Your task is to repeat the records exactly from the line containing "Pass the picture above and point out the open" onward, through the final line.
--- Start ---
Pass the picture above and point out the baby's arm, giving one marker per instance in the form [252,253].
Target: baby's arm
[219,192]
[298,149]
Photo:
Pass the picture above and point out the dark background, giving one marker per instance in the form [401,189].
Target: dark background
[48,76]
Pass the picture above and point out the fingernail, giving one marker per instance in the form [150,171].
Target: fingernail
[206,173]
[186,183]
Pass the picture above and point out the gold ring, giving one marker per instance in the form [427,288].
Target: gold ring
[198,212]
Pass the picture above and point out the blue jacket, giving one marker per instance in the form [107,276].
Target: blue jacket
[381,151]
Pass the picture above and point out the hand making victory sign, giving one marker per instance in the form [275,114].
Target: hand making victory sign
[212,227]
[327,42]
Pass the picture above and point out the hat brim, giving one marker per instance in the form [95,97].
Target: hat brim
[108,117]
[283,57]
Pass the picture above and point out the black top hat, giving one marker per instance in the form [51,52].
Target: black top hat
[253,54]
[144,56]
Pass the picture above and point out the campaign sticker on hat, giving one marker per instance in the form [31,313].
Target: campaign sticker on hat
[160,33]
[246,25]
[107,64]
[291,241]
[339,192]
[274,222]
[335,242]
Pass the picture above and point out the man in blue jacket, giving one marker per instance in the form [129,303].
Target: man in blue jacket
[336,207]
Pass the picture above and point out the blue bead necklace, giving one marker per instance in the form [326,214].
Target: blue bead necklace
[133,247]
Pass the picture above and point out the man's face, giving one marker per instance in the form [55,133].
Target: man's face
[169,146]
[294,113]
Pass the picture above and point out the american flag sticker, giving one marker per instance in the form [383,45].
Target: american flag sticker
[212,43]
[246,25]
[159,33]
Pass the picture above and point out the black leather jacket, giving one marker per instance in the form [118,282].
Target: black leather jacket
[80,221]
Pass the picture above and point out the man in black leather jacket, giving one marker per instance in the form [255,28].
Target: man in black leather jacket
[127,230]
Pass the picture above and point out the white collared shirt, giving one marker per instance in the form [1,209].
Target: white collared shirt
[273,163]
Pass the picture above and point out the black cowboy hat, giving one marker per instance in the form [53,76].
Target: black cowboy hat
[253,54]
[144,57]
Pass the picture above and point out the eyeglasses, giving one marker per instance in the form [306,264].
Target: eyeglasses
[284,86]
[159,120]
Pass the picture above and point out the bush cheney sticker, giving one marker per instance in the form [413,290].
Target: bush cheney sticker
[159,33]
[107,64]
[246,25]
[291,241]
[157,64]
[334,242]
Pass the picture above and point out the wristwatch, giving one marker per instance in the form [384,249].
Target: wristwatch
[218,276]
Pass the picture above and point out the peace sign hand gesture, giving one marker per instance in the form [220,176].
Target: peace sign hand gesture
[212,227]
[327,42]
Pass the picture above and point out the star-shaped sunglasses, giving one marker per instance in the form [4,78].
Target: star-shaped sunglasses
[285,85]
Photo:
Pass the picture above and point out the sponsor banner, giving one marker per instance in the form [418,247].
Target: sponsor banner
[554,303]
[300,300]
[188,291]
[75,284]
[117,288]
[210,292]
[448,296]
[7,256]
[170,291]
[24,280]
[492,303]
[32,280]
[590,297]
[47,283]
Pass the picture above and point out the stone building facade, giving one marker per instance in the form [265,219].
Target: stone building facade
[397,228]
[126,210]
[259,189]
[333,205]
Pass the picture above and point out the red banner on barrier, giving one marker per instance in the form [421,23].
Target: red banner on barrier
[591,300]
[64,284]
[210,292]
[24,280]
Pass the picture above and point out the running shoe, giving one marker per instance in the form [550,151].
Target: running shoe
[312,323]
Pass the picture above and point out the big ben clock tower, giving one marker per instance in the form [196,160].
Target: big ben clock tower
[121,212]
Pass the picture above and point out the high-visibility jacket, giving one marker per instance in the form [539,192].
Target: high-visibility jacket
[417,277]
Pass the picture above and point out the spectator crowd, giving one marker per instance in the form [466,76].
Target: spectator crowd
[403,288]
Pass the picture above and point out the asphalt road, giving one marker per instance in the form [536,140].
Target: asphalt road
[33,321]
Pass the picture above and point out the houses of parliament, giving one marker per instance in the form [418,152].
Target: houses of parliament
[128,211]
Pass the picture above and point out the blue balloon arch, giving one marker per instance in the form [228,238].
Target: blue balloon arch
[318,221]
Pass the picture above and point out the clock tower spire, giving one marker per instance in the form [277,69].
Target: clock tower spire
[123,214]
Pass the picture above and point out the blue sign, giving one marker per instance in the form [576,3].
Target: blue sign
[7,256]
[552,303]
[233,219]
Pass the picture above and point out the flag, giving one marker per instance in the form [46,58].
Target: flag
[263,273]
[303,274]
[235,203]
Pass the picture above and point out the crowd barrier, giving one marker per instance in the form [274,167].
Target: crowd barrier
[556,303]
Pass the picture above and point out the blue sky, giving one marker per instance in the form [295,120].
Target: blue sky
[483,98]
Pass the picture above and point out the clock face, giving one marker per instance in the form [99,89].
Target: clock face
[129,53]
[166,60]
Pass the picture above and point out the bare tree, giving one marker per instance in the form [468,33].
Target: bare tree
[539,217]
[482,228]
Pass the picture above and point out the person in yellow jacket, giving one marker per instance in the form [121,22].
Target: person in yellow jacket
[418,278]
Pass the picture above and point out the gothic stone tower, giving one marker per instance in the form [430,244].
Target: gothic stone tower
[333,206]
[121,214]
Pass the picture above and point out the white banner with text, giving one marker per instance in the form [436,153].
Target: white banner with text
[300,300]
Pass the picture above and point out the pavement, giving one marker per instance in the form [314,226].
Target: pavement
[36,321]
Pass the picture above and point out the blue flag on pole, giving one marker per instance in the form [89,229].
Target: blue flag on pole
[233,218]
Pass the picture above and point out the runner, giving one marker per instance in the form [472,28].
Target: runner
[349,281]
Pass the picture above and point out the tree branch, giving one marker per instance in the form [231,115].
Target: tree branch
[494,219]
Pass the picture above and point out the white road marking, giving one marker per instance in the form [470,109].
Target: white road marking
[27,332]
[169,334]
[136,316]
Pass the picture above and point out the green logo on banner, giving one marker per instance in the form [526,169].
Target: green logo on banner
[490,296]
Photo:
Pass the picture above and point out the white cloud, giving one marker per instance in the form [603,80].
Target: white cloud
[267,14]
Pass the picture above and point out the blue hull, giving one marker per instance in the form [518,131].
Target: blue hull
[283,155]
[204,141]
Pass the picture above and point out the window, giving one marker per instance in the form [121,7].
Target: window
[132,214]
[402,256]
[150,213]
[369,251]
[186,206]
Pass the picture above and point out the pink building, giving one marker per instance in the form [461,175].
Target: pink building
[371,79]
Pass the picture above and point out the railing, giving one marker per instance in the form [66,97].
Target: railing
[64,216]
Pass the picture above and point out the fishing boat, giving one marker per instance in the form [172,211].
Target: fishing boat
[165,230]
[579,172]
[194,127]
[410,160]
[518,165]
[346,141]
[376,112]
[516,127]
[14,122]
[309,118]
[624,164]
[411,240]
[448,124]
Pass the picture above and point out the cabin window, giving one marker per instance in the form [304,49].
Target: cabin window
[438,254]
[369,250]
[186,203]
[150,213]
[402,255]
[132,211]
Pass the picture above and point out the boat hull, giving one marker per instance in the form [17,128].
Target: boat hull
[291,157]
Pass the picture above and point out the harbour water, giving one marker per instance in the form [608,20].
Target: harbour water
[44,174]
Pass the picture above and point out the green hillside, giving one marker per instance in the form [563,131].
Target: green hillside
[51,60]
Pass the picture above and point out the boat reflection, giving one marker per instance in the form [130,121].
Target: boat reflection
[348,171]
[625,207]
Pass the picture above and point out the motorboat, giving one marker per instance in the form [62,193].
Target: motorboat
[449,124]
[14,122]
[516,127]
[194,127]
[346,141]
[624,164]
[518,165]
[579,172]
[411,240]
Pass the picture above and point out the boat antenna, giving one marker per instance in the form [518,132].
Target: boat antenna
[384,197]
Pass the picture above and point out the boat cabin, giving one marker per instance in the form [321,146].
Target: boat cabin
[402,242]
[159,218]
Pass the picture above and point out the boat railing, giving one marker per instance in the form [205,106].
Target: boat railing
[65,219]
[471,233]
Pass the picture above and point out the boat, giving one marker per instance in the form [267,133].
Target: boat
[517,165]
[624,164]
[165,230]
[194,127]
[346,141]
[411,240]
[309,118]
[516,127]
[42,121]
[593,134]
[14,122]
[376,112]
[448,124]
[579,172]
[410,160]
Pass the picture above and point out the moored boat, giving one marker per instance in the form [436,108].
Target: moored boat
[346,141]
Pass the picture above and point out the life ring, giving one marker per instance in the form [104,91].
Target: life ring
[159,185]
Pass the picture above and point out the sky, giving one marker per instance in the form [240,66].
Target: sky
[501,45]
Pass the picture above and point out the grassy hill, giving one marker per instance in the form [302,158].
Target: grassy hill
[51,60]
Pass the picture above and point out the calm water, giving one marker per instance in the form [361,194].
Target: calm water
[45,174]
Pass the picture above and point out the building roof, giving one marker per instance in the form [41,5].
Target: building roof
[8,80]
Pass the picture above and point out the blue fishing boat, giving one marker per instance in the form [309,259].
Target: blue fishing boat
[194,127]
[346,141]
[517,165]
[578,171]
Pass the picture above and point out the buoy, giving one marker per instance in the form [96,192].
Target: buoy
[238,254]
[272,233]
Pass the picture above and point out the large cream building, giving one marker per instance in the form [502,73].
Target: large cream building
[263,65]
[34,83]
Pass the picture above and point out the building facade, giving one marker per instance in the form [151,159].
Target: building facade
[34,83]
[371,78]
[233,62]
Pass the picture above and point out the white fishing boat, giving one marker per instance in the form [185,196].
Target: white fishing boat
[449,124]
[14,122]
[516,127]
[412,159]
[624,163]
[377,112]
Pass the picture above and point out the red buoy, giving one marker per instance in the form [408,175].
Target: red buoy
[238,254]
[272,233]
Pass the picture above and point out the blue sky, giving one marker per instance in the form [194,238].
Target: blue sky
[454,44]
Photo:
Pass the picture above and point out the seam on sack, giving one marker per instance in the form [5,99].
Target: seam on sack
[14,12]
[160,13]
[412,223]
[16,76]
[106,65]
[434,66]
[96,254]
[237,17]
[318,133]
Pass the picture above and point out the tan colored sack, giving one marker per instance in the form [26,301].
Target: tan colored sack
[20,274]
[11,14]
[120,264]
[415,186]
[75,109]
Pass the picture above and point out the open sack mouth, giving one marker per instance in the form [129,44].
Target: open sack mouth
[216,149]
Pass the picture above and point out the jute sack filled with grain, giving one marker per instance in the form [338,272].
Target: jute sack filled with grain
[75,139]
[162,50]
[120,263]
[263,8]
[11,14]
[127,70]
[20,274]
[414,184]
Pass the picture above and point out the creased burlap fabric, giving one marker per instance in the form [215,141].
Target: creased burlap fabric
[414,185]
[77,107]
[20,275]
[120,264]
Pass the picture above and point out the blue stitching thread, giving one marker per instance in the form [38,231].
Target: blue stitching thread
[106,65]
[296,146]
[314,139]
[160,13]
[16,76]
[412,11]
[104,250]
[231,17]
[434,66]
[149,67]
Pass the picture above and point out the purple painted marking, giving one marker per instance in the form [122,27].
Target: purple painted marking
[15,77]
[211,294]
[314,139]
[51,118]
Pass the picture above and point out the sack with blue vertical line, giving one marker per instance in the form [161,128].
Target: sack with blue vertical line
--- End ---
◆ Worked answer ◆
Pass the picture above and point out the open sack mouth, giving one marker per instance in the form [129,44].
Target: open sack mouth
[216,149]
Pass the picture above and point out the jute sack filled with grain, giving one marker per instance in the form [338,272].
Target: jute sack filled with grain
[75,139]
[162,50]
[120,263]
[263,8]
[11,14]
[127,70]
[20,274]
[414,184]
Pass the picture above and point out the creased burlap fabric, giving one marker per instance in the form [215,141].
Target: creased burlap fabric
[414,185]
[77,107]
[20,275]
[120,264]
Pass the picture above and point out the blue stitching thread, giving one marker per instance in the form [38,231].
Target: blue stitching thread
[106,65]
[296,146]
[314,139]
[160,13]
[16,76]
[412,11]
[104,250]
[231,17]
[434,66]
[149,67]
Pass the picture above and point out the purple painted marking, giving one marker per instance in the form [122,27].
Target: purple painted marking
[15,77]
[211,294]
[314,139]
[51,118]
Pass the picture above and point out the sack with blue vertical line, giving one marker per instance in the form [161,128].
Target: sack with blue vertical line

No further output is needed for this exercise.